[Extracted records]
—————

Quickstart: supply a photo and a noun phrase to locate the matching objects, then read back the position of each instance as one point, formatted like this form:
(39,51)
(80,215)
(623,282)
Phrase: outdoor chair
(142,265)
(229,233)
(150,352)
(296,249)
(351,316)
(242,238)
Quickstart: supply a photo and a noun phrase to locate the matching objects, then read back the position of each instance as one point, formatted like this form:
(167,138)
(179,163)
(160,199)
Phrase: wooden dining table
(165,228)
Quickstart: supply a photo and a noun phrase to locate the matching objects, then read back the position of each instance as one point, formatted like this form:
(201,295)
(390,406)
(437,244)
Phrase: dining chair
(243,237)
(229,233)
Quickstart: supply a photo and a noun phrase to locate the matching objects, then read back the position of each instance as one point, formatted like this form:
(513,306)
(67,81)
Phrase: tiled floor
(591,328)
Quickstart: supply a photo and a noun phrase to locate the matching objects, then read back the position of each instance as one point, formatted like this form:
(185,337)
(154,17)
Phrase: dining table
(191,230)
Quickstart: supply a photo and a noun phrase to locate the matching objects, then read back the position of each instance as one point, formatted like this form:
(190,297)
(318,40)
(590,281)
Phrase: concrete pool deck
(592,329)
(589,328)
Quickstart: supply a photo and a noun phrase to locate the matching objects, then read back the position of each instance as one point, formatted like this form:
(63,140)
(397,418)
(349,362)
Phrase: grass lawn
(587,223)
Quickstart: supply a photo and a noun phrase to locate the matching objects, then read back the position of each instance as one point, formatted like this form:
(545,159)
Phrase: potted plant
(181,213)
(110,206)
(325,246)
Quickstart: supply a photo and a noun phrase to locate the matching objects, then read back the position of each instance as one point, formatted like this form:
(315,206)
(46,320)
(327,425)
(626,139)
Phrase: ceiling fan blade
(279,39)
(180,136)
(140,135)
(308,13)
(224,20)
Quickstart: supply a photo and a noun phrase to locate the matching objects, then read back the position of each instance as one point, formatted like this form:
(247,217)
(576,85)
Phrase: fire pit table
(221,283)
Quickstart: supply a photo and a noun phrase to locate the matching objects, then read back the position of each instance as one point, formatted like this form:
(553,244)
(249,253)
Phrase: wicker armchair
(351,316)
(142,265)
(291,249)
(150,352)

—————

The data above should be output exactly, with each line intact.

Quickstart: supply a photo and a noun phrase to locate the matching objects, then read back the position of each instance as one point, formatted like this form:
(39,51)
(80,215)
(623,282)
Phrase: outdoor chair
(142,265)
(229,233)
(150,352)
(296,249)
(351,316)
(242,238)
Quickstart: supply a photo and a noun phrase to locate the matching objects, then read back the position of each instance as one point, formatted like this form:
(167,138)
(179,163)
(160,199)
Phrase: wooden dining table
(165,228)
Quickstart: supply a photo and a noun phrase to locate the matching objects, then read back the position of each instance as one point, formatted like this form:
(201,295)
(390,406)
(437,244)
Phrase: dining chair
(243,237)
(229,233)
Quickstart: supply a photo and a noun phrase to locate the matching objects, then read back the position of each instance as one point, formatted like this form:
(513,306)
(67,81)
Phrase: tiled floor
(591,328)
Quickstart: supply a photo and a noun phrase to locate the matching objects, then read back the position of each instance as one point, formatted like this form:
(185,337)
(154,17)
Phrase: dining table
(191,230)
Quickstart: supply a photo and a noun phrase to locate the matching objects, then read back the position of each instance as one point, formatted like this form:
(190,297)
(318,40)
(590,281)
Phrase: concrete pool deck
(592,329)
(589,328)
Quickstart: supply a photo and a noun phrase to locate the matching objects, then read back the position of each instance as one point, formatted like this form:
(63,140)
(397,418)
(349,362)
Phrase: grass lawn
(587,223)
Quickstart: supply a photo and a noun phrase to locate the matching objects, then read back the position of each instance as one point, formatted like this form:
(545,159)
Phrase: potted plant
(181,213)
(110,206)
(325,246)
Quickstart: supply a photo and a noun phrase to locate the matching objects, then read back the position of each instance as one point, formatted like this form:
(315,206)
(46,320)
(327,425)
(626,139)
Phrase: ceiling fan blade
(279,39)
(180,136)
(140,135)
(308,13)
(224,20)
Quickstart: supply a photo and a noun phrase to locate the matching objects, then read back the position of each instance as one point, formatted like this form:
(247,217)
(576,85)
Phrase: fire pit table
(221,283)
Quickstart: supply a photo and a noun phrase to locate the matching objects, then read back the position of each instance as one point, formatted like this form:
(553,244)
(249,253)
Phrase: wicker armchair
(351,316)
(142,265)
(291,249)
(150,352)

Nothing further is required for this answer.